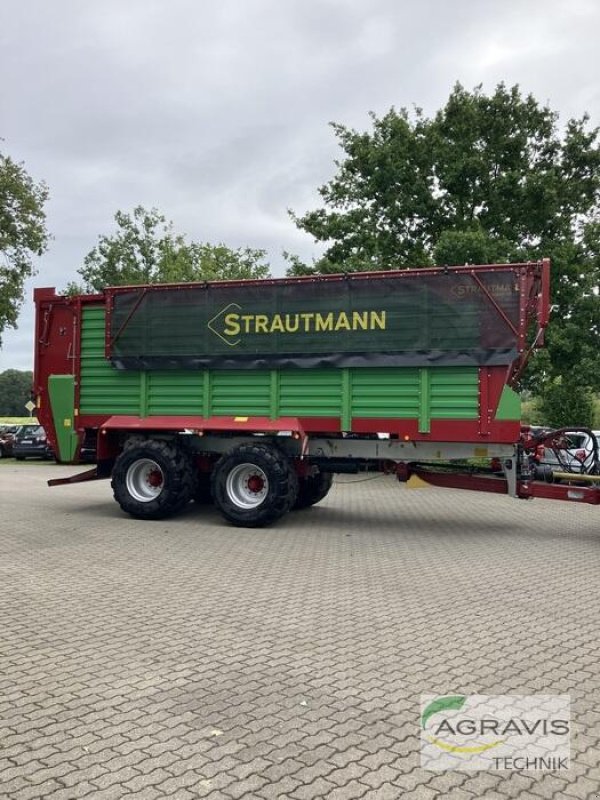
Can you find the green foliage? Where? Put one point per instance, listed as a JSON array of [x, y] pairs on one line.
[[567, 403], [15, 391], [23, 235], [487, 179], [146, 249]]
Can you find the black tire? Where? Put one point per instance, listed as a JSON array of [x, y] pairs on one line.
[[313, 489], [202, 493], [152, 479], [254, 485]]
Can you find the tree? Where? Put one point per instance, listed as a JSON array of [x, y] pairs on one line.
[[15, 391], [145, 249], [487, 179], [565, 403], [23, 235]]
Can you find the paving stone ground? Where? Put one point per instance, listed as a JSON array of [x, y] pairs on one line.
[[189, 659]]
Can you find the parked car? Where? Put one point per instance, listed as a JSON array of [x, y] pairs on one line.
[[7, 437], [568, 452], [30, 442]]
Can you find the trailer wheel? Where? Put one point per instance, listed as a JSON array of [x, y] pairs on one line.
[[313, 489], [152, 480], [254, 485]]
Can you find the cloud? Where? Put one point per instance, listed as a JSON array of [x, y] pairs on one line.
[[218, 114]]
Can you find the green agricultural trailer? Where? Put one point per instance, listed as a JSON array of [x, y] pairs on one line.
[[252, 394]]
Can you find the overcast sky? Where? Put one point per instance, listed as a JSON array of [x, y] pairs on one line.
[[217, 112]]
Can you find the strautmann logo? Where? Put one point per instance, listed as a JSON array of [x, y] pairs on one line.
[[231, 323], [529, 732]]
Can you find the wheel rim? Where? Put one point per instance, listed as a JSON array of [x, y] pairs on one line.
[[247, 485], [144, 480]]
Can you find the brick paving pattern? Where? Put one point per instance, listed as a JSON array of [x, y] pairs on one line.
[[187, 659]]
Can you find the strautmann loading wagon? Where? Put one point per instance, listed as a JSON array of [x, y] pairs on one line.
[[252, 394]]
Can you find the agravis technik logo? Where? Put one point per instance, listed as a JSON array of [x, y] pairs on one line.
[[528, 732]]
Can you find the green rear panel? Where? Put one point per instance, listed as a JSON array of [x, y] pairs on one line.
[[382, 392]]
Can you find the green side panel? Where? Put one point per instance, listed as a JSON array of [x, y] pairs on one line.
[[175, 392], [371, 392], [104, 390], [509, 406], [385, 392], [454, 393], [310, 393], [61, 391], [244, 392], [425, 401]]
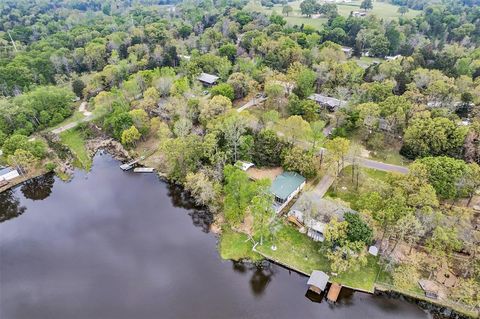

● ● ● ● ●

EXERCISE: Please copy out every item above word for word, leaving out the pictures.

TASK RESPONSE:
Can you find the green foliage? Where? Put one point per instance, listed as a JSON array of [x, y] pairs on one line.
[[567, 403], [15, 391], [23, 235], [487, 179], [146, 249]]
Can you find the black tire? Where? Put one point per instance, listed as a JSON array of [x, y] pairs on one line.
[[313, 489], [202, 493], [152, 479], [254, 485]]
Can you find the tree? Where? Put one point per instance, listed as a JSON array of [x, y] pairs on one line.
[[15, 391], [145, 249], [487, 179], [565, 403], [23, 235]]
Can you find the paving stone ground? Where? Put one point per instance, listed as a JSON array of [x, y] pairs on one line.
[[189, 659]]
Can you find the parked car? Where? Put one point per instance, listed as a JSON array of [x, y] pairs on one line.
[[7, 437], [568, 452], [30, 442]]
Can you find the trailer wheel? Where? Put one point per instance, listed as a JSON array of [x, y] pairs on one line.
[[313, 489], [152, 480], [254, 485]]
Can you find the cloud? Where? Put one point per instance, listed as a JSON array of [x, y] pairs on one line.
[[218, 114]]
Can you find the green agricultural trailer? Where? Put one point per instance, listed as a JSON array of [x, y] pairs on one line.
[[252, 394]]
Can you find the overcast sky? Where? Put one point per instance, listed as a JSON array of [x, y] pairs on one line.
[[217, 112]]
Can you find the strautmann logo? Where? Put one point per instance, listed as a JSON array of [x, y] pairs on one line.
[[231, 323], [529, 732]]
Can you find the wheel rim? Where? Put one point per instance, listed as a JSON array of [x, y] pairs on one line.
[[247, 485], [144, 480]]
Can you find the brick paving pattern? Where? Put one point per instance, listed as a JSON array of [x, y] pairs on one line.
[[187, 659]]
Can you find the strautmann loading wagon? Where? Put one point per instance, listed as a JSON array of [x, y] pairs on one line.
[[252, 394]]
Can you find the agravis technik logo? Where? Put one point per instance, listed as a JSON array of [x, y] pairs on one line.
[[528, 732]]
Can you find the green rear panel? Where? Put one point per instance, listed as a JSON array of [x, y] pairs on one line.
[[382, 392]]
Can you find the green side panel? Where? Put one point per instance, listed as a JSON array of [x, y] pairs on one line.
[[175, 392], [371, 392], [104, 390], [509, 406], [385, 392], [454, 393], [310, 393], [61, 391], [244, 392], [425, 401]]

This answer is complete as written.